— TEXT PROVIDED —
I've taken a lot of Ls in my career, let's be clear. When you choose a career like this, you inevitably will lose campaigns and votes. But I'm reminded that this work does not start and end in [election] cycles. We are building sustainable movements, and we do that when we invest in people. When you invest in empowering the people around you, that work doesn't disappear just because you've lost. Instead, it is transformed. They go on to run their own elections or fight for sex education in their own communities. When you invest in people, you never really lose.

What vision do you have for GenZ Girl Gang moving forward?

We're a little more than three years in at this point, which is incredibly exciting. We started in my freshman year dorm, born out of the idea that social media can be used as a community-building tool. Shortly thereafter, we are plunged into this pandemic where everyone turned to their phones and their digital communities for a sense of community. [But] young people are ahead of the curve.

Think about the way that nonprofits or campaigns in the 2020 cycle had to change their strategies and move everything digitally. Gen Z fits into the larger change-making ecosystem simply by creating these strategies and by centering young women and non-binary folks as the leaders of the digital revolution. We are constantly creating programming that is responsive to our community's needs and their phases of life. And as I look forward to where we're headed from here, it's the impact we're focused on.

What was your biggest takeaway from working on the Kamala Harris campaign?

I was unpacking my sophomore year dorm, literally hanging my clothes up in my wardrobe, and I got this DM on Instagram from someone on the campaign asking me to apply. Two weeks later, I got the job as Influencer and Surrogate Strategist. That job was not there before I arrived. There was a lot going on in my head about, am I qualified? I've never really felt imposter syndrome like I did then. During our orientation, our boss set us down and projected an image of all the people who've been president — there were a lot of old white men looking down at us.

He began by saying, "I'm sure a lot of you are having these feelings of, why are you here?" He goes on to switch the slide and it's just one word — perspective. He said, "There are people that have better fundraising connections, or more years of experience than you, but nobody has your perspective." That was probably my biggest lesson on the campaign. I was selected to be in this position because of my perspective, not despite it. Because I grew up in public housing, because I grew up on food stamps, because I had experienced homelessness, because I was the first in my family to go to college, because I was a young person, I was selected to be in this space.

How have you grown and evolved as an activist and leader?

I got my start when I was 15, organizing around sex education. I was thrust into the public eye at 16 after I went viral for confronting my Senator Jeff Flake. I think back to that young woman, who in so many ways, was still developing not only her sense of self but her sense of the world. There was only a little more than a year's difference between working at the gas station and on the presidential campaign. My life has changed fast, but the thing that's changed the most is my sense of agency and control over myself and my narrative.

Young people, especially those in change-making spaces are asked to be spokespeople. They're asked to be the implementers, the ones making programs happen, but they are very rarely often invited into the rooms where that messaging is being written. I have railed against that. I am paving the way to say that young people are capable of being in these spaces.

What will be the first acts you carry out as President?

Who knows where our world will be [by the time I'm President]. But our generation has faced a kind of uncertainty that is so unprecedented. As I look at my vision of the future, I see communities that are defined by choice. The choice if and when to have children. The choice to raise them in communities that are safe, healthy, and free from the threats of gun violence, police brutality, and climate change. The choice to go on to college or not. I see all of these things as interconnected and I think when we empower communities with choice, we help them reach their full potential. That's the framework through which I guide my work.

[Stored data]
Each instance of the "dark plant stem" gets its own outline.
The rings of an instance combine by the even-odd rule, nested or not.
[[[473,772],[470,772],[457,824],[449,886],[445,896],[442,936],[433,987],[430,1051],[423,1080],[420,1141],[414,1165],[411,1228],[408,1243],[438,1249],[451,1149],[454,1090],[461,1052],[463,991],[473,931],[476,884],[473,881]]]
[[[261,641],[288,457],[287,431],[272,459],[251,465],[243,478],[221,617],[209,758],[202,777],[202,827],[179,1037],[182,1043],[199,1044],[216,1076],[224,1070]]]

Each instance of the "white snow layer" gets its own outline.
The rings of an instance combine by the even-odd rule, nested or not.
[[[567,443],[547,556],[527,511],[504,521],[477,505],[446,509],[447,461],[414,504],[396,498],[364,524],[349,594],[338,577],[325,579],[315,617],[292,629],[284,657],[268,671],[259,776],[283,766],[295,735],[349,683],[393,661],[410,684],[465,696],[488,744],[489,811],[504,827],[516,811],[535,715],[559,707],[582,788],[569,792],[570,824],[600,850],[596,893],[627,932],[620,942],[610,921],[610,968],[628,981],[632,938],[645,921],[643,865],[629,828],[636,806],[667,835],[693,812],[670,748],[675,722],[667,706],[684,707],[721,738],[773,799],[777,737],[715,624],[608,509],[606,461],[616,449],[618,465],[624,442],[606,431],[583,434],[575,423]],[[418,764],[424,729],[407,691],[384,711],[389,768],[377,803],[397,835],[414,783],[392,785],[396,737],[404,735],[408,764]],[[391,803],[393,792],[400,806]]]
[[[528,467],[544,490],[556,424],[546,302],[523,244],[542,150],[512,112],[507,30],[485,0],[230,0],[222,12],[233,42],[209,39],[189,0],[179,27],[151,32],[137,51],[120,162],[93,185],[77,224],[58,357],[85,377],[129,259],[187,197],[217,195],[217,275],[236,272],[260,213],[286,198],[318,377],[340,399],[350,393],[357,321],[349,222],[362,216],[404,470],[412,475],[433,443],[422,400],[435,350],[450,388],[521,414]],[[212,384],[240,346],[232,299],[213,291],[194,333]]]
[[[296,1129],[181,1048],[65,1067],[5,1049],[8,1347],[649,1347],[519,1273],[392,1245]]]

— WORK REQUEST —
According to the interview, what job did the speaker get on the Kamala Harris campaign? Rely only on the interview to respond.

— SOLUTION TO THE EXERCISE —
Influencer and Surrogate Strategist.